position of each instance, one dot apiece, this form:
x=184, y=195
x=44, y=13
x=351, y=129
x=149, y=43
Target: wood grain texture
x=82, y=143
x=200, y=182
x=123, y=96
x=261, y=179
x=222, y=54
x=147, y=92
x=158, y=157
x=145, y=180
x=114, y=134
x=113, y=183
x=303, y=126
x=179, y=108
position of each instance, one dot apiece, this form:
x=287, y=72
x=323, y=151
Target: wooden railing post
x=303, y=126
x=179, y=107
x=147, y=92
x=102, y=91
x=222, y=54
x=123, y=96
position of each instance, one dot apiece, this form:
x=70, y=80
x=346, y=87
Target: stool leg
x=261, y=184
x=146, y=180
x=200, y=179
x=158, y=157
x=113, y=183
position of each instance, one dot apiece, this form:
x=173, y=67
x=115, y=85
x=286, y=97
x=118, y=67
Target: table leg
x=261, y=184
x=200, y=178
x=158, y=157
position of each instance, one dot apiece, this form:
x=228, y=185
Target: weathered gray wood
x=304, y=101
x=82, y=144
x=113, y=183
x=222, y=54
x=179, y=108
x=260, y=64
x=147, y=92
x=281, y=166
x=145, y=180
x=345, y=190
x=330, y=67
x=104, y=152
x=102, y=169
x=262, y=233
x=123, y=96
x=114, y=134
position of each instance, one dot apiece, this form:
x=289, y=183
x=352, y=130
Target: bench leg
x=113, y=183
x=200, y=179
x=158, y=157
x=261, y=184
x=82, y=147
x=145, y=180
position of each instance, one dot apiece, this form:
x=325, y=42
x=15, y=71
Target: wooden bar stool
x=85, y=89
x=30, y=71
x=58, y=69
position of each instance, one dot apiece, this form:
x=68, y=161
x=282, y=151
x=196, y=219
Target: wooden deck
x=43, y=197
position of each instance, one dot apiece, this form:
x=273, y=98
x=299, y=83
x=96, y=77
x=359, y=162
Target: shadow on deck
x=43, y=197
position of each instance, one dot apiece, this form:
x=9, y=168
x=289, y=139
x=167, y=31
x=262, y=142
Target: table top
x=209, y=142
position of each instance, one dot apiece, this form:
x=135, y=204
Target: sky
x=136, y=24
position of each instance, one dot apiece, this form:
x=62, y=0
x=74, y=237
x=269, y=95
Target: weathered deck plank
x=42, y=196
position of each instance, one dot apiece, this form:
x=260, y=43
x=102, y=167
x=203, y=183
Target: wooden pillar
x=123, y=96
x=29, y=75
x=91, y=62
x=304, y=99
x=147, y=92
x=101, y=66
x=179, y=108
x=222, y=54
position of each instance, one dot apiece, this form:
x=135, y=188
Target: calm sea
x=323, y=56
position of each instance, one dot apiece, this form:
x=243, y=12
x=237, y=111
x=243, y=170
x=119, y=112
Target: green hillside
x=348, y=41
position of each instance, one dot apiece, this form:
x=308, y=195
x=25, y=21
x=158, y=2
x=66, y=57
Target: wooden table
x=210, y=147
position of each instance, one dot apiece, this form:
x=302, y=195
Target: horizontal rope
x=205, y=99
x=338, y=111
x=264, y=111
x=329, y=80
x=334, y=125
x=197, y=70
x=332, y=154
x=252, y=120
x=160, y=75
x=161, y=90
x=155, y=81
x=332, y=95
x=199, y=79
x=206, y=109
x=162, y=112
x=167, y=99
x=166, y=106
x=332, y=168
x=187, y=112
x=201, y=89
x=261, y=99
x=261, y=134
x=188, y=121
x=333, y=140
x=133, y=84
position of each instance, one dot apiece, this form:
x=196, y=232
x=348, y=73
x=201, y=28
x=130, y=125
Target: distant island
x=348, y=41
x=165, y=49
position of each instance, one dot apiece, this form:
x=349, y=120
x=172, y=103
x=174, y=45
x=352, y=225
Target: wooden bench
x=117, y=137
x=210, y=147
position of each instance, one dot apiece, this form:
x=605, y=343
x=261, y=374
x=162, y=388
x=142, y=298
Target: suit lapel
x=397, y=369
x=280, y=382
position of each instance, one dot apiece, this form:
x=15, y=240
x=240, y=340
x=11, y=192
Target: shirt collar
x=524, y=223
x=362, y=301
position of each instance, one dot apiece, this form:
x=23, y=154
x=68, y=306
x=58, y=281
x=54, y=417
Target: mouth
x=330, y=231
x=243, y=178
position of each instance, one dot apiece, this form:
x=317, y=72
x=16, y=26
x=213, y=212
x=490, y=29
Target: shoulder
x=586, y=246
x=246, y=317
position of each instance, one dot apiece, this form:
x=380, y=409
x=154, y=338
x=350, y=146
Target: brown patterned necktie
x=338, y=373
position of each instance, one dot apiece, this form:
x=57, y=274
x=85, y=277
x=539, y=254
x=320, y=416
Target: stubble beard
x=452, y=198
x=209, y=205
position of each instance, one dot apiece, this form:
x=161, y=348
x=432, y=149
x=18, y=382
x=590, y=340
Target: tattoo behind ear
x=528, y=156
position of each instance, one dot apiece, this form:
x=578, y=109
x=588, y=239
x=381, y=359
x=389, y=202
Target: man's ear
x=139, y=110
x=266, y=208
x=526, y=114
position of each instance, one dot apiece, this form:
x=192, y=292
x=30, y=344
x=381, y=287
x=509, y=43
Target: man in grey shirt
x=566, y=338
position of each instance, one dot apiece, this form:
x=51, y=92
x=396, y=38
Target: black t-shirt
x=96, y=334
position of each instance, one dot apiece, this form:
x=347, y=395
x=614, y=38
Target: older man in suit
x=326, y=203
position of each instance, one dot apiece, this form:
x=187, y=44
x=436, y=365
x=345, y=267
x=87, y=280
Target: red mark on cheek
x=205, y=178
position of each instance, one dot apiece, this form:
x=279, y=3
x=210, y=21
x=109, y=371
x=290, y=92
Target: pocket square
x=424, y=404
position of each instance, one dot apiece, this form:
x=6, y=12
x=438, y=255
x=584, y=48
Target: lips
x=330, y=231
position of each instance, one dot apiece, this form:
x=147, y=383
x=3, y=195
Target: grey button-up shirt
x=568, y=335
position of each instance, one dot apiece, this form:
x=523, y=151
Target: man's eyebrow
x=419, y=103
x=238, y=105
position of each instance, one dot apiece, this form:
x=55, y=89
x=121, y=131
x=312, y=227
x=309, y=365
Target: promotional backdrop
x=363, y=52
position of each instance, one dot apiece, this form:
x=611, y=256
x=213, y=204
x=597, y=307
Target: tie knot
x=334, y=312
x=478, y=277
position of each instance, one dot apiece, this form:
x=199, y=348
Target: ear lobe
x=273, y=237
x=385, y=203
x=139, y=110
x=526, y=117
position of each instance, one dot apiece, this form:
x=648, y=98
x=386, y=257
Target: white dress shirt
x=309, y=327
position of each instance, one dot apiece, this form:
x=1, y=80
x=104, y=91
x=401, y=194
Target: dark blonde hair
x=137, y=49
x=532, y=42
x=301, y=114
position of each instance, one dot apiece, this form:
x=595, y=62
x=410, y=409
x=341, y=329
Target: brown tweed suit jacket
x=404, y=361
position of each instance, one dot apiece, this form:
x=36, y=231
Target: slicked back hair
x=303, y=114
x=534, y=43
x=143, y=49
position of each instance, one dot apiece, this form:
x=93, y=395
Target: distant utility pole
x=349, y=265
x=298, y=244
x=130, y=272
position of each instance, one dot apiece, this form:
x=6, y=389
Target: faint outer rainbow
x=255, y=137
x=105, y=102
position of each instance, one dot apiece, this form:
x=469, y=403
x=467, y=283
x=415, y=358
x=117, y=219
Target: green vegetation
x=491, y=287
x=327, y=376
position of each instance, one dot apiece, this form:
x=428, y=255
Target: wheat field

EXERCISE =
How many lines of the material contain the string "wooden"? Count case-sensitively and reply with the number alone.

WRITTEN ANSWER =
6